* **Challenge**
Set down each record below precisely, skipping the pictures.

* **Stored data**
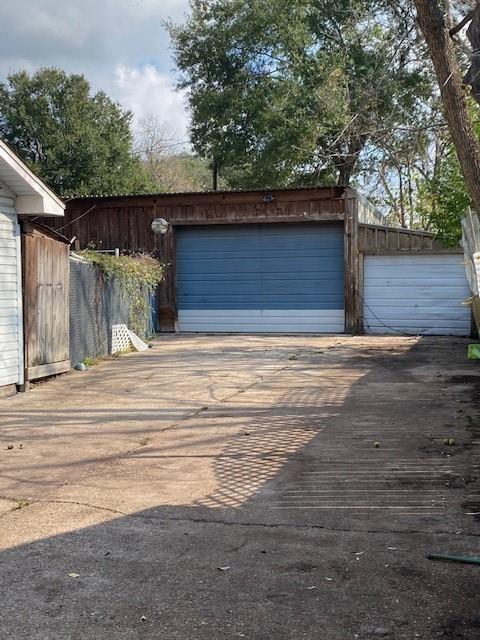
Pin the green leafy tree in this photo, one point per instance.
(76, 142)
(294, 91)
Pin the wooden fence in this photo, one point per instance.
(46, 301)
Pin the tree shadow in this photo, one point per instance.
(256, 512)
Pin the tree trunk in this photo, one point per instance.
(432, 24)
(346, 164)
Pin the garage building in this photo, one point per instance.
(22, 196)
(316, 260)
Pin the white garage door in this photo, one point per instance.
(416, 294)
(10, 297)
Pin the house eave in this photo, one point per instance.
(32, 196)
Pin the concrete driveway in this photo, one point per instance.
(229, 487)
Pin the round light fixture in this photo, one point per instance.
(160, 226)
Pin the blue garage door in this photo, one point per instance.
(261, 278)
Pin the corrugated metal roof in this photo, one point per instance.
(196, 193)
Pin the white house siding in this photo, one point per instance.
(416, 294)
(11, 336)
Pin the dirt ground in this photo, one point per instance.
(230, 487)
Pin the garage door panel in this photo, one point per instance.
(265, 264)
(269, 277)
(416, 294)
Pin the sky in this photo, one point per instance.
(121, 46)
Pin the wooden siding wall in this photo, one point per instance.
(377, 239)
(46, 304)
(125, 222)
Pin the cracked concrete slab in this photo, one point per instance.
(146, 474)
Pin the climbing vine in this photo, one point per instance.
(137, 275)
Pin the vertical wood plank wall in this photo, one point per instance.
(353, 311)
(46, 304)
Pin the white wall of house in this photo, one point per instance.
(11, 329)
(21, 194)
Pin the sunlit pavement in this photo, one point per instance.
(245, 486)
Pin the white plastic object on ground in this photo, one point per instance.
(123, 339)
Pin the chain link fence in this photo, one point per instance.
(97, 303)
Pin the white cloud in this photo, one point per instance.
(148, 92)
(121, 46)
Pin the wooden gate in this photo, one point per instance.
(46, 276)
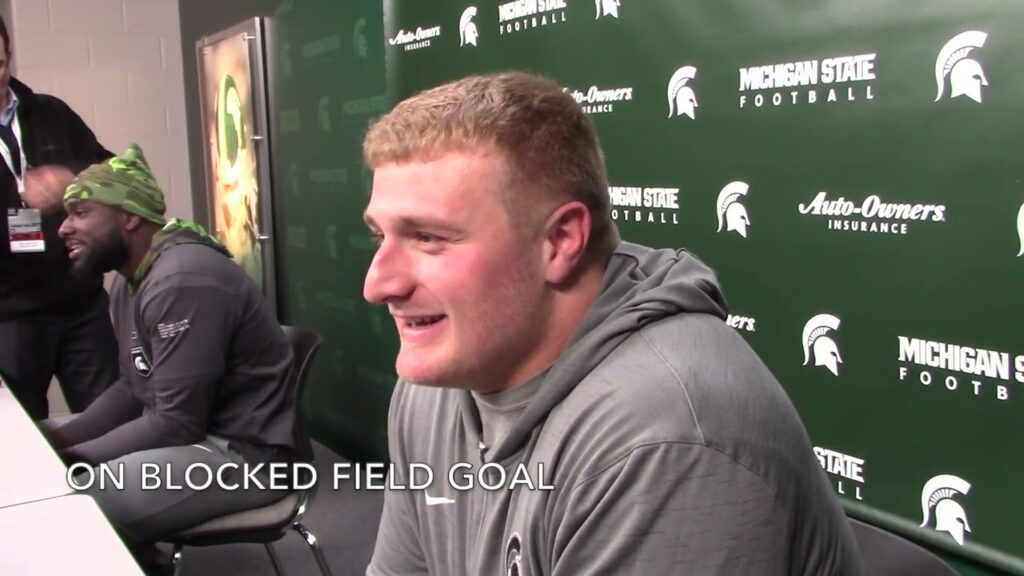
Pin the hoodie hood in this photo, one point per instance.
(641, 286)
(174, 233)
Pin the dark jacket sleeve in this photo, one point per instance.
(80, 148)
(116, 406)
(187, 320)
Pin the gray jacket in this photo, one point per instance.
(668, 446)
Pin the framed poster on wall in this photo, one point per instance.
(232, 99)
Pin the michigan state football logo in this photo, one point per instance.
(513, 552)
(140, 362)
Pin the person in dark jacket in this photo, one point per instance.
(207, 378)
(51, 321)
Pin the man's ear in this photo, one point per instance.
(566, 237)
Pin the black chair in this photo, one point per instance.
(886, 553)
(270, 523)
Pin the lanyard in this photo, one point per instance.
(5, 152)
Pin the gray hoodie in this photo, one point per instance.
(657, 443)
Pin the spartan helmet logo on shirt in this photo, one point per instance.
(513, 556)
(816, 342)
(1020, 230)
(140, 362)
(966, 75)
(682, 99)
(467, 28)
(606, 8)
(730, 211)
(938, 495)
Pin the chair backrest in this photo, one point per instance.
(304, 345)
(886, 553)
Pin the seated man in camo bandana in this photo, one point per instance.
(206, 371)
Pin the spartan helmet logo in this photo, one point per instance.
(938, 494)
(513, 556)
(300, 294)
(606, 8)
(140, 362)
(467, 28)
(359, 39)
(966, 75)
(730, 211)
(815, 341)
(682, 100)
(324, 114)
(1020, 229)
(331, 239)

* **Solution**
Pin the green leafy tree in this photo, one point per instance.
(76, 142)
(294, 91)
Pin the wooden fence in this photo, one point per instance.
(46, 301)
Pin the tree shadow in this photo, one point per instance.
(256, 512)
Pin the tree trunk in this photo, one point per instance.
(432, 24)
(346, 164)
Pin the garage building in this photo, one point per instance.
(22, 196)
(316, 260)
Pin the white garage door in this photo, one point per instance.
(416, 294)
(10, 297)
Pin the house eave in this photo, one point per instance.
(32, 196)
Pin the concrete driveway in this photo, one point per instance.
(229, 487)
Pin the round light fixture in this photo, one point per instance.
(160, 226)
Pin the blue garage door in this photo, one point per instance.
(261, 278)
Pin the corrugated metal roof in this photo, one point per instance.
(196, 193)
Pin the white house siding in this photo, one point per instance.
(416, 294)
(11, 336)
Pin the dirt ground in this photo, one point per instance.
(230, 487)
Pin the garage door panel in this photo, one point per instance.
(265, 264)
(269, 277)
(416, 294)
Pin the sky in this photo, one point per instance.
(121, 46)
Pin the wooden siding wall in this photo, one point per instance.
(377, 239)
(46, 304)
(125, 222)
Pin the cracked concrete slab in this photo, one point per instance.
(146, 474)
Pin the climbing vine in this photo, one point per instance.
(137, 275)
Pin the vertical wood plank wall in this photo, one point per instance.
(353, 311)
(46, 304)
Pin the white wall of house in this photo, one point per instance.
(11, 329)
(21, 194)
Pin the sunlit pavement in this photo, one point per instance.
(245, 486)
Pin the white plastic object on ground in this photo, one point per instance.
(123, 339)
Pin the chain link fence in this photo, one point per instance.
(97, 303)
Pin the white cloud in this photo, one point per instance.
(148, 92)
(121, 46)
Pin the wooden gate in this photo, one point per instance.
(46, 276)
Pin the hoodie hood in this photo, one point per instance.
(641, 286)
(174, 233)
Pin the dark jacket sleeve in this photo, one point per instance.
(80, 148)
(116, 406)
(187, 320)
Pin the gray jacket in this photo, one point per instance.
(668, 446)
Pin the framed poster on wall in this photo, one point per instance.
(232, 99)
Pin the michigan state football logo in this photo, one point per instance.
(513, 552)
(140, 362)
Pin the person in dark jacket in this photo, one point per instance.
(207, 378)
(51, 321)
Pin the man's ear in this photo, one point per instance.
(566, 237)
Pin the black chair in this photo, one point per instance.
(886, 553)
(270, 523)
Pin the lanyard in this photo, one point per instance.
(5, 152)
Pin the gray hoodie in this photo, one point per instance.
(657, 443)
Pin the spartan helmet logo on shirt in this photo, one point per instance.
(513, 556)
(816, 342)
(1020, 230)
(140, 362)
(966, 75)
(682, 99)
(467, 28)
(606, 8)
(730, 211)
(938, 495)
Pin the chair backrest in this photo, one point per instance.
(304, 345)
(886, 553)
Pin the seated man in camo bandana in this photo, one point per instance.
(206, 371)
Pin the spartan helmet logo in this photo, one point per instance.
(938, 494)
(513, 556)
(300, 294)
(606, 8)
(140, 362)
(467, 28)
(359, 39)
(966, 75)
(730, 211)
(815, 341)
(682, 100)
(324, 114)
(1020, 229)
(331, 239)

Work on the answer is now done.